— START Stored rows —

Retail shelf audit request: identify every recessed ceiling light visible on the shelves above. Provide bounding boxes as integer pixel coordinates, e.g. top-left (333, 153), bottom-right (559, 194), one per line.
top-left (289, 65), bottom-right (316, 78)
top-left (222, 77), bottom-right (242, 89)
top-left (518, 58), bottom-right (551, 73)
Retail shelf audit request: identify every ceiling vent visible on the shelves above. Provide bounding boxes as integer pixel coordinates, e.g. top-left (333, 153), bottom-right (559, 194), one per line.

— END Stored rows —

_Stated task_
Please write out all of the records above again, requests included, with 84 added to every coordinate in the answers.

_The result_
Retail shelf audit request: identify every recessed ceiling light visible on the shelves above. Provide bounding boxes as integer pixel coordinates, e.g. top-left (333, 153), bottom-right (559, 194), one per line.
top-left (373, 149), bottom-right (400, 162)
top-left (306, 161), bottom-right (326, 173)
top-left (602, 142), bottom-right (635, 157)
Retail shelf audit request: identify every ceiling vent visible on the shelves above. Provide bounding boxes as integer pixel coordinates, e.g. top-left (333, 153), bottom-right (559, 194), one per line.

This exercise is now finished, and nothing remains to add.